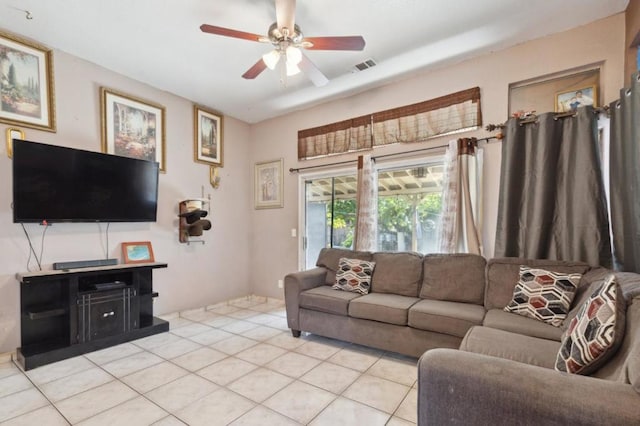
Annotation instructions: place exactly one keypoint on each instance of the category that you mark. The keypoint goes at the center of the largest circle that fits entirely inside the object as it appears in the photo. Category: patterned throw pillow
(543, 295)
(354, 275)
(596, 332)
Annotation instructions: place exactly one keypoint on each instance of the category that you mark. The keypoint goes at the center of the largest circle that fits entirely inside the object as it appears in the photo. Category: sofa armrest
(457, 387)
(294, 284)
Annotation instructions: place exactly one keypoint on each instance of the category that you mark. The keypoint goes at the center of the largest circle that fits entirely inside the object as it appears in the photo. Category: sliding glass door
(330, 214)
(409, 209)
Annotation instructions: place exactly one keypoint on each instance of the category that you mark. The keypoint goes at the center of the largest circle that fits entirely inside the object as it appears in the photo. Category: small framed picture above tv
(28, 100)
(137, 252)
(208, 142)
(132, 127)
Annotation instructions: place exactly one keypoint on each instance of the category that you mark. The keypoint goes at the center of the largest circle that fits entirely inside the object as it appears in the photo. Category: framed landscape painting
(132, 127)
(26, 84)
(208, 141)
(572, 99)
(268, 185)
(137, 252)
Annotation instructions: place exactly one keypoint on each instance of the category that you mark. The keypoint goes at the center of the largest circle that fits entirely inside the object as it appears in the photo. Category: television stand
(68, 313)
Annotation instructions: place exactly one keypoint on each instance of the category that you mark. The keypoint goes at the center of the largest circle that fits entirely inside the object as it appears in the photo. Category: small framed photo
(268, 185)
(132, 127)
(27, 97)
(208, 141)
(570, 100)
(137, 252)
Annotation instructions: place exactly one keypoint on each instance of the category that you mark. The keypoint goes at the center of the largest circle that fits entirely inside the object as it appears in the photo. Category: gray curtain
(552, 203)
(624, 177)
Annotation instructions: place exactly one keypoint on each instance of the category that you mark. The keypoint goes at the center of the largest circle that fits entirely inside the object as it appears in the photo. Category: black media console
(68, 313)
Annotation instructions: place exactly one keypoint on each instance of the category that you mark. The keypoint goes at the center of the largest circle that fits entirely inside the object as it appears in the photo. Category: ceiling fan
(288, 41)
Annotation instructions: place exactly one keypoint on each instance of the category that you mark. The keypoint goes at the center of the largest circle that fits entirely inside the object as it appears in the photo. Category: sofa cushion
(389, 308)
(326, 299)
(397, 273)
(596, 332)
(543, 295)
(501, 320)
(502, 276)
(513, 346)
(330, 257)
(453, 277)
(453, 318)
(354, 275)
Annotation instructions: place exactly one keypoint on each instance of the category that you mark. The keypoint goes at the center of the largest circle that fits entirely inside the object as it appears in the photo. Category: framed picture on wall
(540, 94)
(132, 127)
(27, 87)
(268, 185)
(137, 252)
(570, 100)
(208, 141)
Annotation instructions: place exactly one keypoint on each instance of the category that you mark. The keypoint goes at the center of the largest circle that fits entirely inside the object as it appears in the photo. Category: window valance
(410, 123)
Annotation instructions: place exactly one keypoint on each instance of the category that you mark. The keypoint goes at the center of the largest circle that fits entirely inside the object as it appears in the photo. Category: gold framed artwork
(570, 100)
(137, 252)
(268, 186)
(208, 144)
(11, 135)
(132, 127)
(541, 94)
(26, 71)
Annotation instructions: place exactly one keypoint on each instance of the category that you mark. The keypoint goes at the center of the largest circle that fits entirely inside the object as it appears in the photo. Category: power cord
(31, 249)
(106, 253)
(107, 233)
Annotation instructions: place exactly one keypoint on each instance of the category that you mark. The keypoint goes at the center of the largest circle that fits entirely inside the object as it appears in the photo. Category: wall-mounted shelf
(192, 213)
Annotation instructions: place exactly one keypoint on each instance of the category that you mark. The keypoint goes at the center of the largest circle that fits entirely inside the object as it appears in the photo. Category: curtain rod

# Task to carry out:
Scale the lines that begin at the one containing "Category: power cord" and run through the end of the records. Write all of them out again, requests included, with each keypoint coordinate in the answers multiplied by 0.45 and rounded to a whole number, halves up.

# Answer for this exercise:
Annotation instructions: place exactly one keypoint on each instance of the category that you mark. The keypoint goes at the center of the largest circle that fits entirely inside the object as it appears in the photo. Category: power cord
(14, 112)
(48, 114)
(48, 105)
Annotation instructions: place exactly one keypoint on each instance of the category that you mark. The keypoint goes at the center of the largest circle that fits entirely inside the object as it appears in the photo. Category: wall-mounted shelf
(86, 96)
Annotation instructions: place exactly one keypoint on each instance of the category that you mark. The keypoint goes at the center of the largest circle that fits entirely inside the object as it appears in the photo. Category: curtain rod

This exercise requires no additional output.